The move was part of a comprehensive review the firm is putting itself through.
“On Jan. 5, we all sat down and we said, ‘OK, everything is on the table: how we do what we do, the resources we use and who’s going to be doing it,’ ” Nijst said.
At a recent board meeting at GNW-Evergreen Insurance Services in Encino, positioning for growth in down times was also on the agenda.
“We have been watching this come for some time,” said Karen Oxman, a principal at the 70-employee insurance agency with roots that go back to 1930. “We’ve been in a bubble that was just completely over the top: people living off their homes that had value way above what anybody should have counted on.”
Clients have been laying people off, cutting wages or hours, or both. One company she worked with no longer opens on Fridays or Mondays. A real estate client caught in the credit crunch recently declared bankruptcy.
Although Oxman predicts the economy will get worse before it improves, she still expects her firm, which has annual revenue of about $10 million, to eke out growth of 1% to 2% for the year. That will include working hard to make up for lower billings.
“In a market like this, when things are tight, there is also a lot of movement, and we feel we are fairly well positioned” to attract new clients, she said.
The firm is also looking to help clients benefit from potential opportunities and be wary of unexpected costs in the downturn. As a full-service insurance agency, it regularly works with clients to help them lower risk and cut costs.
“The soft market will not stay, so one of the things we are doing is to work with our clients to position themselves for the future,” said Oxman, a board member and a Southern California regional director for the industry trade group Insurance Brokers and Agents of the West.
Hasty layoffs, ill-prepared wage cut decisions or other cutbacks could come back to haunt a business owner in what she expects to be a more aggressive legal environment.
As employee counts change or sales decline, insurance premium costs can also shift. The credit crunch has also hit the premium finance market, which has made it harder for some firms to pay for needed nonstandard insurance products.
“Now is the time to be getting really good advice, not just to hunker down and hope you ride it out,” Oxman said.
Uniform designer and manufacturer Barco Uniforms, which was started by Donner’s grandfather in 1929, is also looking to thrive in tough times.
The business owner’s action plan includes using lean business management practices to become more competitive, a focus on creating breakthrough products and inspiring confidence in employees.
“In response to the recession challenge, we are kind of reinventing our business model,” said Donner, whose firm serves the medical community, as well as corporate clients including the major fast-food restaurant chains.
Barco also has a long history of supplying uniforms to Hollywood, he said, including television’s “Dr. Kildare,” the movie “Patch Adams” and, more recently, “Seven Pounds.”
The company also outfits the medical personnel of ABC’s “Grey’s Anatomy” and last year released its first Grey’s Anatomy Professional Wear by Barco collection. The collection -- which includes T-shirts decorated with the show’s signature “Seriously?” -- also uses new fabrications with moisture-wicking properties found more often in active sportswear.
“It was my stimulus package for my customers in ’08 and it will be a stimulus package in ’09 plus other remarkable things that hopefully will be successful,” Donner said.
In April, Barco plans to feature in its fall catalog a colorful new collection to be manufactured under a license from Crayola. Trend research shows that bright colors are popular during hard times, said Iris Amano, Barco’s director of marketing and multimedia.
It’s all part of Donner’s determination to deliver “remarkable” products that generate customer excitement and sales, a strategy he is accelerating for 2009, a year he expects sales growth to hit double digits.
“It’s difficult to do,” Donner said. But “when you are remarkable in a recessionary time, you do it well, you pull it off, then you can grow your business as a result.”

_LISTED RECORDS:_
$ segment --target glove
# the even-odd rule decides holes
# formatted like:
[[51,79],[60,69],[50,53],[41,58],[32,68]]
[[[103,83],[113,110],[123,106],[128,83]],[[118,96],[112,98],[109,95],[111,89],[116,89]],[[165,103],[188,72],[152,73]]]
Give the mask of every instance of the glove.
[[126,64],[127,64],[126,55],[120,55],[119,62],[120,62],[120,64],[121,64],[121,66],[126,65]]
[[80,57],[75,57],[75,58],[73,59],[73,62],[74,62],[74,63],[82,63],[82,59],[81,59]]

_WORK REQUEST:_ Write out the text on businesses facing the recession again, everything from "Hasty layoffs, ill-prepared" down to "nonstandard insurance products.", substituting "lending squeeze" for "credit crunch".

_RESULT:_
Hasty layoffs, ill-prepared wage cut decisions or other cutbacks could come back to haunt a business owner in what she expects to be a more aggressive legal environment.
As employee counts change or sales decline, insurance premium costs can also shift. The lending squeeze has also hit the premium finance market, which has made it harder for some firms to pay for needed nonstandard insurance products.